Thanks for the detail elaboration! RCU stall case is also a main target
in the stability issues I have worked on, besides panic/taskhung/lockup.
I noticed it has its own mature handling, and dare not to touch it in
this patchset :)

Thanks,
Feng

> 
> > Finally, I wonder whether ftrace_dump() might cause a livelock when ftrace
> > is adding new messages in parallel.
> 
> It definitely can cause problems, and me learning this the hard way is
> why rcutorture calls tracing_off() before calling ftrace_dump().
> 
> > The situation is much easier during panic() because the system is
> > going to die() anyway, non-panic CPUs are stopped, ...
> > 
> > That said, I could understand that people might want to see as much
> > information as possible when the console is fast and the range of
> > possible problems is big.
> 
> No argument here.
> 
> 							Thanx, Paul
> 
> > Anyway, I have added few more people into Cc who are interested into
> > the various watchdogs.
> > 
> > And there is parallel initiative which tries to unify the loglevel or
> > somehow make the filtering easier, see
> > https://lore.kernel.org/r/20250424070436.2380215-1-senozhatsky@chromium.org
> > 
> > Best Regards,
> > Petr

Re: [PATCH v1 0/3] generalize panic_print's dump function to be used by other kernel parts

Posted by Paul E. McKenney 8 months, 4 weeks ago

On Wed, May 14, 2025 at 11:33:23AM +0800, Feng Tang wrote:
> On Tue, May 13, 2025 at 10:09:51AM -0700, Paul E. McKenney wrote:
> > On Tue, May 13, 2025 at 03:27:33PM +0200, Petr Mladek wrote:
> > > On Mon 2025-05-12 16:23:30, Lance Yang wrote:
> > > > 
> > > > 
> > > > On 2025/5/12 11:14, Feng Tang wrote:
> > > > > Hi Andrew,
> > > > > 
> > > > > Thanks for the review!
> > > > > 
> > > > > On Sun, May 11, 2025 at 06:46:17PM -0700, Andrew Morton wrote:
> > > > > > On Sun, 11 May 2025 16:52:51 +0800 Feng Tang <feng.tang@linux.alibaba.com> wrote:
> > > > > > 
> > > > > > > When working on kernel stability issues, panic, task-hung and
> > > > > > > software/hardware lockup are frequently met. And to debug them, user
> > > > > > > may need lots of system information at that time, like task call stacks,
> > > > > > > lock info, memory info etc.

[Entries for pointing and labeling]
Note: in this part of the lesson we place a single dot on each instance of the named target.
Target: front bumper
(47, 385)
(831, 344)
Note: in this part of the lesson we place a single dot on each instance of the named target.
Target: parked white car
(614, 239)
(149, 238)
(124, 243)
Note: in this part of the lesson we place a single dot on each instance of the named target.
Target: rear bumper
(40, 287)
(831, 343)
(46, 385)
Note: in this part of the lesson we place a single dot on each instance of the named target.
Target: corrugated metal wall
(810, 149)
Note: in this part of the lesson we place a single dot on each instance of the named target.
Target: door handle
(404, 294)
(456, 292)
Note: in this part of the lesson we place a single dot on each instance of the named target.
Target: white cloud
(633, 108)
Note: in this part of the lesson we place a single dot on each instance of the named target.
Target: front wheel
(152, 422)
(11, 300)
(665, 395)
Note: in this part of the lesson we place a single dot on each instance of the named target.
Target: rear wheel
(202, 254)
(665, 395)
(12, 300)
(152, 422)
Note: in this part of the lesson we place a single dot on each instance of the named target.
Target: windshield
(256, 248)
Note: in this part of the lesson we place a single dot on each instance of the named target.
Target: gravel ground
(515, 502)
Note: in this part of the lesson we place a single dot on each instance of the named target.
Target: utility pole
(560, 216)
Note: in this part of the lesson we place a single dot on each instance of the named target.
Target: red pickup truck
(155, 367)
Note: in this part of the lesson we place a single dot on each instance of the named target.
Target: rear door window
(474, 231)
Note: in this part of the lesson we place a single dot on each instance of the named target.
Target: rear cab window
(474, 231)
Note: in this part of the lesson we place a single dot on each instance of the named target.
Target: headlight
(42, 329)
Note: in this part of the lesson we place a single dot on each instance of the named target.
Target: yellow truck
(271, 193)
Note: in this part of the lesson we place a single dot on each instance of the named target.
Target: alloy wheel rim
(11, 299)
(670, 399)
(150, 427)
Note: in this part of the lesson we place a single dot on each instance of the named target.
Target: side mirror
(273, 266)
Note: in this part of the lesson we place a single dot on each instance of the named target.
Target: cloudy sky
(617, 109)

== SHORT EXERCISE 1 ==
In the kernel mailing list thread, why does rcutorture call tracing_off() before it calls ftrace_dump()?
== SHORT EXERCISE 2 ==
In the kernel mailing list thread, which stability case does Feng say has its own mature handling and was left untouched in the patchset?
== SHORT EXERCISE 3 ==
Write a continuation of the kernel mailing list thread, picking up right after its final sentence.

== TASK OUTPUT 1 ==
ftrace_dump() can cause problems, such as a livelock, when ftrace is adding new messages in parallel. Paul learned this the hard way, so rcutorture turns tracing off first.

== TASK OUTPUT 2 ==
The RCU stall case.

== TASK OUTPUT 3 ==
> > > > > > > 
> > > > > > > panic case already has panic_print_sys_info() for this purpose, and has
> > > > > > > a 'panic_print' bitmask to control what kinds of information is needed,
> > > > > > > which is also helpful to debug other task-hung and lockup cases.
> > > > > > > 
> > > > > > > So this patchset extract the function out, and make it usable for other
> > > > > > > cases which also need system info for debugging.
> > > > > > > 
> > > > > > > Locally these have been used in our bug chasing for stablility issues
> > > > > > > and was helpful.
> > > > > > 
> > > > > > Truth.  Our responses to panics, oopses, WARNs, BUGs, OOMs etc seem
> > > > > > quite poorly organized.  Some effort to clean up (and document!) all of
> > > > > > this sounds good.
> > > > > > 
> > > > > > My vote is to permit the display of every scrap of information we can
> > > > > > think of in all situations.  And then to permit users to select which of
> > > > > > that information is to be displayed under each situation.
> > > > 
> > > > Completely agreed. The tricky part is making a global knob that works for
> > > > all situations without breaking userspace, but it's a better system-wide
> > > > approach ;)
> > > > 
> > > > > 
> > > > > Good point! Maybe one future todo is to add a gloabl system info dump
> > > > > function with ONE global knob for selecting different kinds of information,
> > > > > which could be embedded into some cases you mentioned above.
> > > > 
> > > > IMHO, for features with their own knobs, we need:
> > > > a) The global knob (if enabled) turns on all related feature-level knobs,
> > > > b) while still allowing users to manually override individual knobs.
> > > > 
> > > > Something like:
> > > > 
> > > > If SYS_PRINT_ALL_CPU_BT (global knob) is on, it enables
> > > > hung_task_all_cpu_backtrace
> > > > for hung-task situation automatically. But users can still disable it via
> > > > hung_task_all_cpu_backtrace.
> > > 
> > > I am all for unifying the options for printing debug information
> > > in various emergency situations. I am just not sure whether we really
> > > want to do the same in all situations.
> > > 
> > > Some lockup detectors tries to be more clever, for example:
> > > 
> > >   + RCU stall detector prints backtraces only from CPUs which are
> > >     involved in the stall, see print_other_cpu_stall().
> > > 
> > >   + Workqueues watchdog shows backtraces from tasks which are
> > >     preventing forward progress, see show_cpu_pool_hog().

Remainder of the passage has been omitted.